# [Texto de lectura]
--------------------

En las dos últimas décadas del siglo XIX, la presión demográfica en la Europa mediterránea, unida a la demanda de mano de obra por parte de países hispanos poco poblados, con alta capacidad exportadora y óptimas expectativas de crecimiento económico, impulsa a miles de españoles a emigrar al continente americano para labrarse un futuro mejor.
Desde los puertos de Almería, Barcelona, Valencia, Santander, Gijón o La Coruña ciudadanos de todos los estratos sociales se embarcan en los cientos de barcos que se alejan de una España deprimida, con bajo desarrollo industrial y pobres perspectivas laborales, para dirigirse a Argentina, Cuba, Brasil y otras naciones iberoamericanas.
Una de esas familias, la de los Hermanos Victorero, oriundos de la localidad marinera de Lastres, ubicada en el concejo de Colunga en la zona oriental de Asturias, se asienta, en torno a 1890, en el incipiente núcleo de Torreón (Coahuila, México), un antiguo rancho que siete años antes había cedido unos terrenos para crear una vía férrea y una estación en un entorno agrícola.
El área, de gran potencial, situada al norte del país e integrada en la llamada comarca lagunera, estaba a punto de experimentar un desarrollo fulgurante -en 1907 alcanza el estatus de ciudad-gracias a la llegada del nuevo medio de comunicación y al progresivo asentamiento de pobladores, entre ellos numerosos empresarios y emprendedores extranjeros, deseosos de aprovechar las buenas conexiones nacionales e internacionales y las oportunidades que brindaba la zona.
Una reducida colonia, apenas diez calles y cuatro avenidas, que se va nutriendo de pequeños comerciantes, transportistas, agricultores, empleados del tren y trabajadores de la primera industria de hilados y tejidos de algodón que abre en la zona, ‘La Fe’, para pasar de cuatro mil habitantes a mediados de la década a catorce mil, en su centro poblado, en los inicios del siglo XX.
En esa vorágine de establecimientos, bancos, fábricas de aceite y jabones, y manufacturas textiles, cuatro hermanos de una familia de doce hijos- Antonio, Agustín, Francisco y Ángel Victorero Lucio, conocidos también como los ‘Teresinos’ por el nombre de la madre-ponen en marcha un comercio de Tabaquería y Papelería, depósito de las factorías de papel de San Rafael, para cubrir la demanda de artículos de oficina.

--------------------

# [Instrucción escrita A]
Según el texto sobre la emigración española a América, ¿en qué año alcanza Torreón el estatus de ciudad?
El texto y los registros no tienen relación entre sí.

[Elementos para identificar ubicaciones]

--------------------

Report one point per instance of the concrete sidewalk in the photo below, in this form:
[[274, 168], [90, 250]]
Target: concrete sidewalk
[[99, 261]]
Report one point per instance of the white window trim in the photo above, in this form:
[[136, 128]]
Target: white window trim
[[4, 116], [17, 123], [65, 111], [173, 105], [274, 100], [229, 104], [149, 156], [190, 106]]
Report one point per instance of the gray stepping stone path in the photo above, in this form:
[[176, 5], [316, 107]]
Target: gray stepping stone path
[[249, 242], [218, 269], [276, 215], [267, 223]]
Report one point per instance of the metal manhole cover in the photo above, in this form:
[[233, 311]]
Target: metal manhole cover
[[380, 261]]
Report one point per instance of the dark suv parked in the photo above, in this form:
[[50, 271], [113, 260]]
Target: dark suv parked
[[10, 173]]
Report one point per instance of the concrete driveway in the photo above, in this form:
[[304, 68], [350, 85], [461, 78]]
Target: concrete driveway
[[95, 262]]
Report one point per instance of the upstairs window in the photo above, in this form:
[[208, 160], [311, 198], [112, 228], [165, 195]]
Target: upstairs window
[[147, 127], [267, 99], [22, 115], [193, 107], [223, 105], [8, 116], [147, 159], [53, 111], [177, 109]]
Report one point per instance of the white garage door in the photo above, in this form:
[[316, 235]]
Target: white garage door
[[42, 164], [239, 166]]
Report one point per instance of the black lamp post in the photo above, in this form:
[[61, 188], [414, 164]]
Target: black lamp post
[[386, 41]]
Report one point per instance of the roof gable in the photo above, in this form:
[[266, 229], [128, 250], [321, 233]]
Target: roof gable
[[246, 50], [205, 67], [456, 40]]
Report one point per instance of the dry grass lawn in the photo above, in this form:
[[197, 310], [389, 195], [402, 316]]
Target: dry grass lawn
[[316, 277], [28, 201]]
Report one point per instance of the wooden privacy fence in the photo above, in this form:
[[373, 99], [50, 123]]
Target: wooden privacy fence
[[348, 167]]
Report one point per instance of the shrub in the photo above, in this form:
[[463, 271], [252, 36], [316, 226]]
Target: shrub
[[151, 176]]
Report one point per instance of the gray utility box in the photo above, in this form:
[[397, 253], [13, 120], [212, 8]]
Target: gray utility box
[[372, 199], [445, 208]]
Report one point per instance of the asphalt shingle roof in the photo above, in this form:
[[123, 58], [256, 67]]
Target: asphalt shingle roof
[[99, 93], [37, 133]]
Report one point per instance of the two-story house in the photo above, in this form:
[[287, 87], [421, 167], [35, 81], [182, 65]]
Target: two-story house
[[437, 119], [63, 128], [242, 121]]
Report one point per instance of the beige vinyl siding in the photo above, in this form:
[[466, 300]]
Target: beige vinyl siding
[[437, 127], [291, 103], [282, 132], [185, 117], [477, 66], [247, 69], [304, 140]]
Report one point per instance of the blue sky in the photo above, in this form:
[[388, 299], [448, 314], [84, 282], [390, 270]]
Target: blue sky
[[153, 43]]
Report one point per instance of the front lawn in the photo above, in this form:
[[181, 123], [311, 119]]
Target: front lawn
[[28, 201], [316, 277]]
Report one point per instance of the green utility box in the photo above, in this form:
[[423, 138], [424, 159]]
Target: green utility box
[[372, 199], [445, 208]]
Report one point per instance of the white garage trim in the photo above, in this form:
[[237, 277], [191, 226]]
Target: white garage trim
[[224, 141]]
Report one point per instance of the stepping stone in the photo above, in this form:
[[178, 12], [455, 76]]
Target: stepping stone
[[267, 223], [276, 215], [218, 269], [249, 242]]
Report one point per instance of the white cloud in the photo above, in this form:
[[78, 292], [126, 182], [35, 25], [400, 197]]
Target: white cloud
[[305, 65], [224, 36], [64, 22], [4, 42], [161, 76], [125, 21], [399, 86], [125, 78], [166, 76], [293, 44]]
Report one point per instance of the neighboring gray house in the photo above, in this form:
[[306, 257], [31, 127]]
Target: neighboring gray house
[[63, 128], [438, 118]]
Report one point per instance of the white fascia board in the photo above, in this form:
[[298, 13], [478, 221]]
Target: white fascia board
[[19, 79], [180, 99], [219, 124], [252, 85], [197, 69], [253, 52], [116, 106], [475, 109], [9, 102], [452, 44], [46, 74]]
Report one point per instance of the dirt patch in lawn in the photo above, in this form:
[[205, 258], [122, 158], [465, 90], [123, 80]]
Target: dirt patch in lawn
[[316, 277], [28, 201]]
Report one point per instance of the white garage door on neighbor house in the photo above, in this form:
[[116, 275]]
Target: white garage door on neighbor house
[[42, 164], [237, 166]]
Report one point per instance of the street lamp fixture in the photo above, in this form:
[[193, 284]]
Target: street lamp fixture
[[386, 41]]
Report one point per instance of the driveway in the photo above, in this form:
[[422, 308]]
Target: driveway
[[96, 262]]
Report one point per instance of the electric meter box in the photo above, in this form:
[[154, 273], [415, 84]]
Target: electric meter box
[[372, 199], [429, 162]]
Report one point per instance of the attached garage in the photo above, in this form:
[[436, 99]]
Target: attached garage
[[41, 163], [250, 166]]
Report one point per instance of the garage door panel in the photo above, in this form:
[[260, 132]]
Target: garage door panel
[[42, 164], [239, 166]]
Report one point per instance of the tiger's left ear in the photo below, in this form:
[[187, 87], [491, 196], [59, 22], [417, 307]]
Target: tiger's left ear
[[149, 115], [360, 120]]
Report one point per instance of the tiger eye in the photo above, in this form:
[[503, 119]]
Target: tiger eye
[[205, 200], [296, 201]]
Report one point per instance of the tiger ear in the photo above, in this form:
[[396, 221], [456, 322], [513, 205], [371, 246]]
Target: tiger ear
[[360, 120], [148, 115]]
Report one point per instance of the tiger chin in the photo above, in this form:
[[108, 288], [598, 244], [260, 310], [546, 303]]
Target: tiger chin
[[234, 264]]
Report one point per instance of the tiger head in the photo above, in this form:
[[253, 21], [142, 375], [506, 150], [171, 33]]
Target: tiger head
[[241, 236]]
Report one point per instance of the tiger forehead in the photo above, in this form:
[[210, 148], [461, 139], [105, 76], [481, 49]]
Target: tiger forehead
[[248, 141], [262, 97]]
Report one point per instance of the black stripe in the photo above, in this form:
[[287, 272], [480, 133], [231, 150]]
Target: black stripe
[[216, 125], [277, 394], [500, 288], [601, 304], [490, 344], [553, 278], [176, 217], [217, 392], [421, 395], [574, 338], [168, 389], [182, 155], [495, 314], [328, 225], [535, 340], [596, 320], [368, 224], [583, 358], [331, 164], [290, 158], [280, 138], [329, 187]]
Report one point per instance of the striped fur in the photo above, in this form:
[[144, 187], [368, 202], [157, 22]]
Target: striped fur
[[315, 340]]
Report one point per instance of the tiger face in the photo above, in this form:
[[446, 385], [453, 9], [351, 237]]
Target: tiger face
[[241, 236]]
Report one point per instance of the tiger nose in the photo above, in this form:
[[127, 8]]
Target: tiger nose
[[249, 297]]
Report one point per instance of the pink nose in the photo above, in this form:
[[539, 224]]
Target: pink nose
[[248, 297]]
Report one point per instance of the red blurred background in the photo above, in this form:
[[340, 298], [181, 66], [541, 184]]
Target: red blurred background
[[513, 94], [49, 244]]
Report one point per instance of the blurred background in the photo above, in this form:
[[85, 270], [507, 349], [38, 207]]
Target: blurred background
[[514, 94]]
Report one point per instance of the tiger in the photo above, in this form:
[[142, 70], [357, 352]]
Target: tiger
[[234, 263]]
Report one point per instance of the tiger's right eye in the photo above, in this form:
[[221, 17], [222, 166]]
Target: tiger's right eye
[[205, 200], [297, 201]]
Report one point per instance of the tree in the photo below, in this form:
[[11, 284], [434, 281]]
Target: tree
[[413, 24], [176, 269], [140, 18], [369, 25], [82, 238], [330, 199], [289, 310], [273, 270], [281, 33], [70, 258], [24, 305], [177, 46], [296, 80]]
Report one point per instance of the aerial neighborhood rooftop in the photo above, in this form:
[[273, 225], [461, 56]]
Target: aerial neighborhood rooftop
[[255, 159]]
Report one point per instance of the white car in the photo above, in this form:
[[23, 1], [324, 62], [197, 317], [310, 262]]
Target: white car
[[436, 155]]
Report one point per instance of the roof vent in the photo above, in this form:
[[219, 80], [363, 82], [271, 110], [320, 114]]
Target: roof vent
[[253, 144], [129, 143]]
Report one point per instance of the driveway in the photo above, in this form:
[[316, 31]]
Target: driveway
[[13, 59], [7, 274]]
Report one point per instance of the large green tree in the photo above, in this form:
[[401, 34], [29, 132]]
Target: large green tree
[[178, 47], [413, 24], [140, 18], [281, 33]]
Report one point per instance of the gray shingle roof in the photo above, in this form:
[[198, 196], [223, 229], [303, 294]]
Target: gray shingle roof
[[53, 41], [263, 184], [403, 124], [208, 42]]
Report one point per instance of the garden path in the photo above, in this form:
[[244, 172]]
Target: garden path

--------------------

# [Instrucción escrita B]
Organiza como lista numerada, sin las líneas en blanco, las líneas de los registros que empiezan en la que contiene "Report one point per instance of the electric" y llegan hasta la que contiene "[[372, 199], [429, 162]]", ambas incluidas.

# [Respuesta correcta A]
En 1907.

# [Respuesta correcta B]
1. Report one point per instance of the electric meter box in the photo above, in this form:
2. [[154, 273], [415, 84]]
3. Target: electric meter box
4. [[372, 199], [429, 162]]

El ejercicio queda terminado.